-- Source passage start --
Thank you, Penny. I'll say more about the animals in another post. I loved them as characters, with individual personalities (just as our own animal friends do). But as a writer, I loved what they enabled me to do: things in the fiction that my human characters could never do. The series taught me a great deal.
Very interesting! Thank you.
I've ordered four books, hope to complete the collection later. I'm a huge Potter fan, and am so happy to know about these Cottage Tales.
They were such fun to write. Since you know her children's work, you'll see her influence (direct and indirect) in every book. Hope you enjoy them!
I am one of the many(I am sure) who devoured the entire series as fast as I could. I loved it so much, both for the glimpse inside the life of B.P. as for the wonderful cast of animal characters, and the beautiful descriptions of the English countryside. I, too, loved the narrator and found myself laughing out loud at her sassiness as she became more developed. I felt she made the stories richer. These books are in my all-time favorites column. 🥰
I'll say more about that narrator in another post. But you're right, Beth, about that narrator. In fact, she got so bossy that I sometimes had to make her go sit in a corner and watch while the people and animals got on with their stories. But there she was again, a few pages later, always with something to SAY. Rereading the series recently, I almost wished I'd sent her to her corner more often.🙄
That’s funny! No worries. I overlooked her when she got too bossy. She reminded me of me! 😁
Very true--we can always just skip a few paragraphs! Something I tell myself often. 😍
I sure wish I could travel to the UK to the Lake District to see where Beatrix lived and perhaps see the Dales where James Herriott lived-Another favorite author of mine. Helps to dream at my age
We were there often during the late 1990s, early 2000s, when there was less tourist traffic. But still, those little villages were often just swamped with people. I find myself now enjoying the many photos and travel pieces I find online, Debra--less wearing than actual travel!
Thanks for the information about Beatrix Potter. She was an extraordinary person, who was bold for her time. I am currently reading The Wilder Rose about Rose Wilder Lane. Mothers and daughters have interesting relationships. As the grandmother (Oma) to two wonderful grandgirls, I have tried to create connection, but it is difficult to do since they sometimes think I am a dinosaur. I will still try.
And it's harder when we FEEL like a dinosaur (I do, often) Debra. I think that generation gap is the widest ever, in all human history--because of the huge changes in media. The kids communicate in ways that are often hard for me to comprehend. I compare that to my relationship to my mom, which was often strained--something like Laura's and Rose's. But we at least shared the same language! Good luck with your grandgirls, Oma!❤
Thank you for your kind response. Yes, I will keep trying. Our 12 year old girls, Brinsley and Kynlee, both have developed a love of our Wilderness Ridge Ranch in Mason County. Being in the stark wilderness surely has its power to embrace me the more time I spend there. My Picture This App has helped me ID plants out there-so nice to know what I am looking at since I grew up in rural north LA. Maintaining our east Texas home plus the ranch are a full time job for my husband and I. We may soon pair down to one place, but I love them both so much, it will be hard. Think the Hill Country may win out, though. Old Yeller beckons!
-- Source passage end --
-- Supplied information start --
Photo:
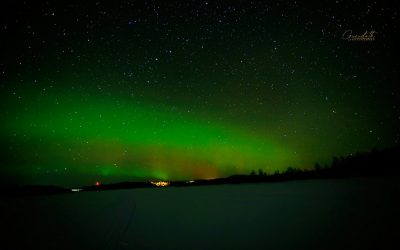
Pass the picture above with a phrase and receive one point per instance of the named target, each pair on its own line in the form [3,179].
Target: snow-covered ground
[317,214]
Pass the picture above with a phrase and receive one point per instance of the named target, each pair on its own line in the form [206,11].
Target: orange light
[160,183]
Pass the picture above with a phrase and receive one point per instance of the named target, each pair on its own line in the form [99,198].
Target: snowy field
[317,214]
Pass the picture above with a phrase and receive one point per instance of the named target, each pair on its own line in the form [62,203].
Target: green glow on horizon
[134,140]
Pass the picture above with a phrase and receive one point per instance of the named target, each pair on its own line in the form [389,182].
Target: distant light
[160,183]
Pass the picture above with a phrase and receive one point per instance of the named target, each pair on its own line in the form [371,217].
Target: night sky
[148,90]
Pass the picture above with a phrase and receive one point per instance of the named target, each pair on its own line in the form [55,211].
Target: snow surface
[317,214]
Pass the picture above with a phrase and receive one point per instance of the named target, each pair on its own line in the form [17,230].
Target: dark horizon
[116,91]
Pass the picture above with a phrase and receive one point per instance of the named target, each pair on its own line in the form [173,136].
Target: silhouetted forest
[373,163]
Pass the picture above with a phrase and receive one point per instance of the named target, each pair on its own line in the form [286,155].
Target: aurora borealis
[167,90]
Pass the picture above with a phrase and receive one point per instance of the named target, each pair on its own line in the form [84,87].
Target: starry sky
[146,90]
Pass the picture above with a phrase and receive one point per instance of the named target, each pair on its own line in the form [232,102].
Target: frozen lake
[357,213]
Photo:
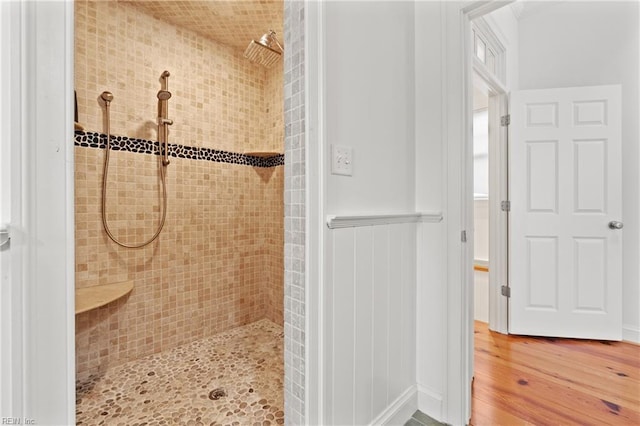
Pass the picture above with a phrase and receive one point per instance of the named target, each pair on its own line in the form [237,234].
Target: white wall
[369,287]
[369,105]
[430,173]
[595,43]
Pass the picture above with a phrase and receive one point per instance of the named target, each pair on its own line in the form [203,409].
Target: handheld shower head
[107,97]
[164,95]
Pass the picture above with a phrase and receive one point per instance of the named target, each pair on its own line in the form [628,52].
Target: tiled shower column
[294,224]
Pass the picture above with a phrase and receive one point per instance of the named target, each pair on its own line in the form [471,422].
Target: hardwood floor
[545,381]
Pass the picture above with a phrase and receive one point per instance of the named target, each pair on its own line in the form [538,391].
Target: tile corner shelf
-- Supplied information end --
-- Supplied information start --
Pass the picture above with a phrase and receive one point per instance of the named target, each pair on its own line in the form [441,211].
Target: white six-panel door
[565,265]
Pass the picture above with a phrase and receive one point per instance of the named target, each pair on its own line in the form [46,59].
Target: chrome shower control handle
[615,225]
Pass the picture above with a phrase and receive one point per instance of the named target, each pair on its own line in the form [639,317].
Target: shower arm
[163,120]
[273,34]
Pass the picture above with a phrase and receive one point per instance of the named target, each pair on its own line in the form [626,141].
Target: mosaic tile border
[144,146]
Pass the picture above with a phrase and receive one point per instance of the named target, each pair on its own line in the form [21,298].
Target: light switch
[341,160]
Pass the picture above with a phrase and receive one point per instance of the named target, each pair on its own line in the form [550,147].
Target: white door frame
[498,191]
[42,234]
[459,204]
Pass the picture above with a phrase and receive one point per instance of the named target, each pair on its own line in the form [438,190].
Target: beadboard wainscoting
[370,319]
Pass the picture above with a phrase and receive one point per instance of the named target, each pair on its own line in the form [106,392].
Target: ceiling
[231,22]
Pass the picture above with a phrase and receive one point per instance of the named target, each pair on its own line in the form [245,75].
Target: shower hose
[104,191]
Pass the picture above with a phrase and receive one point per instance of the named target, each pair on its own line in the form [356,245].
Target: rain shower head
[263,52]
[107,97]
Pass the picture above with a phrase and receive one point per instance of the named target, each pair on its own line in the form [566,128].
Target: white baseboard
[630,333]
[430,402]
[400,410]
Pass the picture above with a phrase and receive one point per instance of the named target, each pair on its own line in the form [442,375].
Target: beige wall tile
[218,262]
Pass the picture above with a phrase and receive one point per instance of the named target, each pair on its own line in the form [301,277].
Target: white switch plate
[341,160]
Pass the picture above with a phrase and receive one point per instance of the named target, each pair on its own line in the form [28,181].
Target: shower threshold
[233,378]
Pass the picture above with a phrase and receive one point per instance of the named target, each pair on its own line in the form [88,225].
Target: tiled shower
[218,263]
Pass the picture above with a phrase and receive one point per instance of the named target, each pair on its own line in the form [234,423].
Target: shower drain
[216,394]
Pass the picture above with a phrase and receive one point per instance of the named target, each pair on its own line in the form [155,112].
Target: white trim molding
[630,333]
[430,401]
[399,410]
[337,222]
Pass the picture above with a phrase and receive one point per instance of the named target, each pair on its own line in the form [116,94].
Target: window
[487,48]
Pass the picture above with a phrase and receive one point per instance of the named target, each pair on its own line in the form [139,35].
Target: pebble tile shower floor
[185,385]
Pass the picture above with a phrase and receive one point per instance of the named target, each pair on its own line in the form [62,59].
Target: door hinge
-- Supplied information end --
-- Supplied information start --
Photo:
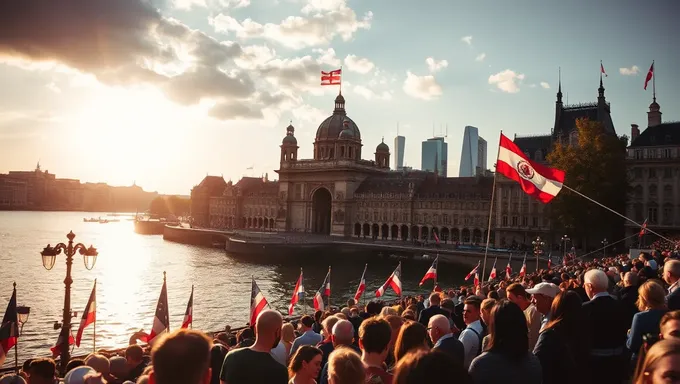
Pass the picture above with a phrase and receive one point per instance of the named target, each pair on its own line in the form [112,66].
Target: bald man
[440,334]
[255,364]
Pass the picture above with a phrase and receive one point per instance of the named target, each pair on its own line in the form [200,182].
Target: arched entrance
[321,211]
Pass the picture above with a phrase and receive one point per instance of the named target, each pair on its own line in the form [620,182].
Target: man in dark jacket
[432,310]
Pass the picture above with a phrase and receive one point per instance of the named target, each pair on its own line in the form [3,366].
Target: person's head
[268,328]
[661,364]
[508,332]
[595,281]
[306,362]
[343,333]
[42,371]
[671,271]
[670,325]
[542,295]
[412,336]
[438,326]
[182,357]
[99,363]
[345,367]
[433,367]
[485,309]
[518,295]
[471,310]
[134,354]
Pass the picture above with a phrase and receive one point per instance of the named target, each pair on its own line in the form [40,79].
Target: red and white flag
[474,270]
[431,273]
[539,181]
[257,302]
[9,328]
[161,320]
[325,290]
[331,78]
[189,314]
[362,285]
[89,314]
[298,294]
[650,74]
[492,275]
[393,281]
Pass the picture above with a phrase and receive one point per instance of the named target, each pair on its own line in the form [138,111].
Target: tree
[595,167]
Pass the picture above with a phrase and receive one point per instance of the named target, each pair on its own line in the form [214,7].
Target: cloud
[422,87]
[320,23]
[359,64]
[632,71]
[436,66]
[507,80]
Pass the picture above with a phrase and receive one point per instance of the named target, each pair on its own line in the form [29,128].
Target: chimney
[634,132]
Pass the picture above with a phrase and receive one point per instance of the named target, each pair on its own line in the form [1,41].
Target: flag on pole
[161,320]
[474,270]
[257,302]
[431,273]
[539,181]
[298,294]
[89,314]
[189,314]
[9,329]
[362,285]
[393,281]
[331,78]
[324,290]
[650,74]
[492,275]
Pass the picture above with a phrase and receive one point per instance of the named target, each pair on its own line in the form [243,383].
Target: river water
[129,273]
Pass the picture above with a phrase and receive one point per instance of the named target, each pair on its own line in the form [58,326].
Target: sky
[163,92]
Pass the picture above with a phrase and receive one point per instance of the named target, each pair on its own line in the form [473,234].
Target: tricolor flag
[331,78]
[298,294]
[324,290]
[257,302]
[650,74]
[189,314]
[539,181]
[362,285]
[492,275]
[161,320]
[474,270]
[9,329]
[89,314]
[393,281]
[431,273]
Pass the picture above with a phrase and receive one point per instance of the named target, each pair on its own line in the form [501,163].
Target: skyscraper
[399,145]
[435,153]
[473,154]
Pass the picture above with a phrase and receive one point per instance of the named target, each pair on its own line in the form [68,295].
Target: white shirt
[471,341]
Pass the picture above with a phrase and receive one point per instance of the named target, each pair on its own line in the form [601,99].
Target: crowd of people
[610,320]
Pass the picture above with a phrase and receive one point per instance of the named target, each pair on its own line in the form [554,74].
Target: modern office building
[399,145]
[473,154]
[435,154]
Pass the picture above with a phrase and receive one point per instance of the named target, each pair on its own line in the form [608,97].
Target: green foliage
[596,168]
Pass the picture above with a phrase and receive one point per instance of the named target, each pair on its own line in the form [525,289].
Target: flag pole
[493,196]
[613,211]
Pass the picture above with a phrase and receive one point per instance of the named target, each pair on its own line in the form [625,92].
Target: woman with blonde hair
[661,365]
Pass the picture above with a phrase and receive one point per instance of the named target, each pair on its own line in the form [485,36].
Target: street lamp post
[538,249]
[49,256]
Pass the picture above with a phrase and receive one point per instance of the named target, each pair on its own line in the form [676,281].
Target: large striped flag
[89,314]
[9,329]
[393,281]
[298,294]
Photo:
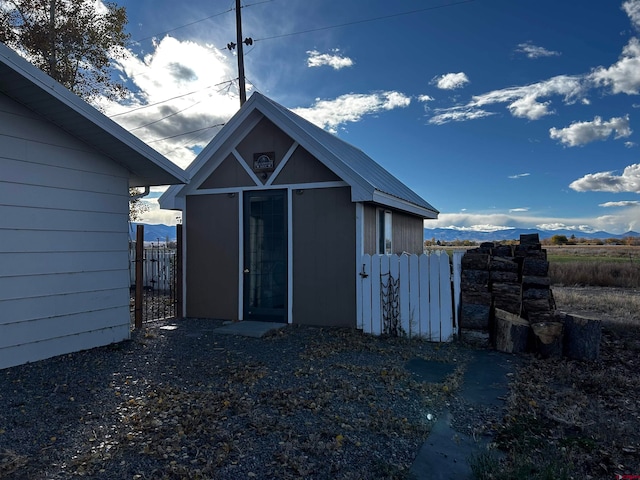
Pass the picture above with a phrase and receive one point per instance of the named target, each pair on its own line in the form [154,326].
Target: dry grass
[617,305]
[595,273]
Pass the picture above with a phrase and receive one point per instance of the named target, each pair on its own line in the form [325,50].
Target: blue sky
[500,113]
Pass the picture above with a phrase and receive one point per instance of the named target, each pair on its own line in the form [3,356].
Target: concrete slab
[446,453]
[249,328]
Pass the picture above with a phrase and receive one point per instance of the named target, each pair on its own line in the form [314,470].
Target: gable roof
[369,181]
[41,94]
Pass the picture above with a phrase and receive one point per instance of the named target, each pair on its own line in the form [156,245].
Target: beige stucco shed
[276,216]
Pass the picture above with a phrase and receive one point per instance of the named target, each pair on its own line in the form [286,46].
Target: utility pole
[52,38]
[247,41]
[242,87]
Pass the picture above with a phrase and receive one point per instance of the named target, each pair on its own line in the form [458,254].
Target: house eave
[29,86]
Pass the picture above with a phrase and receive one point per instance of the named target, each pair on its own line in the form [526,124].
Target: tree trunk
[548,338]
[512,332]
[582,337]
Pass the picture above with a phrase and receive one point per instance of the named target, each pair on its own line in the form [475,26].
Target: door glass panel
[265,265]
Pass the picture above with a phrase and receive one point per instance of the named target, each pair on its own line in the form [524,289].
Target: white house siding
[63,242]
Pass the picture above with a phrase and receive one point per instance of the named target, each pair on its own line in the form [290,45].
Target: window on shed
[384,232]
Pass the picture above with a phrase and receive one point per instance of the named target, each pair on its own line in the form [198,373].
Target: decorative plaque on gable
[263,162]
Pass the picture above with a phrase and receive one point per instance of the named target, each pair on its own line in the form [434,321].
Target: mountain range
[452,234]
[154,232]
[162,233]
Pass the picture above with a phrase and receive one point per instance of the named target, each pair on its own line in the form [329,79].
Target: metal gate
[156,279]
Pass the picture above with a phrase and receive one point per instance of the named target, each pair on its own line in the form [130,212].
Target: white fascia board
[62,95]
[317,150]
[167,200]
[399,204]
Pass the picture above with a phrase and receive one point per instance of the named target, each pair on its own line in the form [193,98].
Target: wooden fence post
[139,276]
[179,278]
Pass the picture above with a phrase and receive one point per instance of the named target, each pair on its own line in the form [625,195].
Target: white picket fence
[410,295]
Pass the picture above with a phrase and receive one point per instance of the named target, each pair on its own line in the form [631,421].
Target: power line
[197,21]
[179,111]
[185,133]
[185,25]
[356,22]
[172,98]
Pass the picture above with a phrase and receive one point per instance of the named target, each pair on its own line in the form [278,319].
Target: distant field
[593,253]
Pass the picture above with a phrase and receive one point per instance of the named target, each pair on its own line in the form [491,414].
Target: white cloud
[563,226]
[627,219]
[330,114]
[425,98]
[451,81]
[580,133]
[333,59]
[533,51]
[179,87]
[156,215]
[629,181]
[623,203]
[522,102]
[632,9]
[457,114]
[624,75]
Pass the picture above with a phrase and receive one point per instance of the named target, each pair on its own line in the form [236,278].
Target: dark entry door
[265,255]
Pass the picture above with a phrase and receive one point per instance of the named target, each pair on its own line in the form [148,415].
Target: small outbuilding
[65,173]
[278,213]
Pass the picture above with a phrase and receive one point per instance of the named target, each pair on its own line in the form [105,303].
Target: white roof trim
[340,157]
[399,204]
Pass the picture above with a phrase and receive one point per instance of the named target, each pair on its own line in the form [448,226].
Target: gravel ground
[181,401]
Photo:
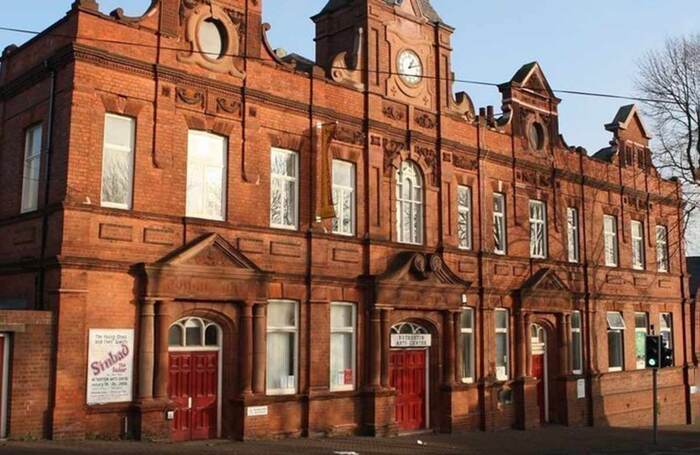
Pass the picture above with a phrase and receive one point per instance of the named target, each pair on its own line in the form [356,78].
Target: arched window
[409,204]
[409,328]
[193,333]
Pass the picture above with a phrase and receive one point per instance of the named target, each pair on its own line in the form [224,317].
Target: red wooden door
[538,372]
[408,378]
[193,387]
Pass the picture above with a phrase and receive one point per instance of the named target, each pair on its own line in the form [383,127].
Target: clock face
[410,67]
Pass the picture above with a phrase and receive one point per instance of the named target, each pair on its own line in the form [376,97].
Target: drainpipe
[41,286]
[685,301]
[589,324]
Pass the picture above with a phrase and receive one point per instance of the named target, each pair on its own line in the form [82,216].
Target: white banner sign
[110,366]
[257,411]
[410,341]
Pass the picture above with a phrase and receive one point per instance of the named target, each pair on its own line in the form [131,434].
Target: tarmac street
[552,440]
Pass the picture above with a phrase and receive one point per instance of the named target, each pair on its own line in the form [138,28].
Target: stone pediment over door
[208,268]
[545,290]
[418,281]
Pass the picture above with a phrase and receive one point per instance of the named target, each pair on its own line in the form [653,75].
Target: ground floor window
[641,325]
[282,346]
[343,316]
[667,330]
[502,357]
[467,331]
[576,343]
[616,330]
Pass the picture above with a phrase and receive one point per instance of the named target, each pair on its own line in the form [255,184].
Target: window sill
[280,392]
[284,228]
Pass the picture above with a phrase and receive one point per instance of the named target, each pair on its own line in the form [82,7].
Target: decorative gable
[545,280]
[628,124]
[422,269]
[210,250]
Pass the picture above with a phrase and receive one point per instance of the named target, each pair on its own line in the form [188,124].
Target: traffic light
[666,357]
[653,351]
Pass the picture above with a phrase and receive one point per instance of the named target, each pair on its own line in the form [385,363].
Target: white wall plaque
-- Supplied information end --
**What is expected**
Please continue the reader comment thread about Beatrix Potter and the Cottage Tales books, starting after its last comment.

**Answer to the task**
Susan thank you for this deep dive into Beatrix Potter and the backstory of The Cottage Tale series. I have noted the books and biographers! The series was so appealing to me that I may as well have been eating a box of chocolates! Especially interested in Leslie Linder's decoding of BPs journals. Since BP had so few friends, let alone a best friend to share giggles and tears with through the growing-up years. it's little wonder that animals took on personalities and, in a sense, became friends. She seems to have balanced that need rather nicely as she grew up with her other talents and vibrant intelligence.
BTW - Beatrix was my father's mother's first name. Pronounced - Bee-at-tricks. Accent on at.) Which had always left me wanting an 'x' in my name! In more resent time, Elon Musk has stunk up that little dream. sigh ...... Sending you and Bill my best wish for a little calm and lots of healing.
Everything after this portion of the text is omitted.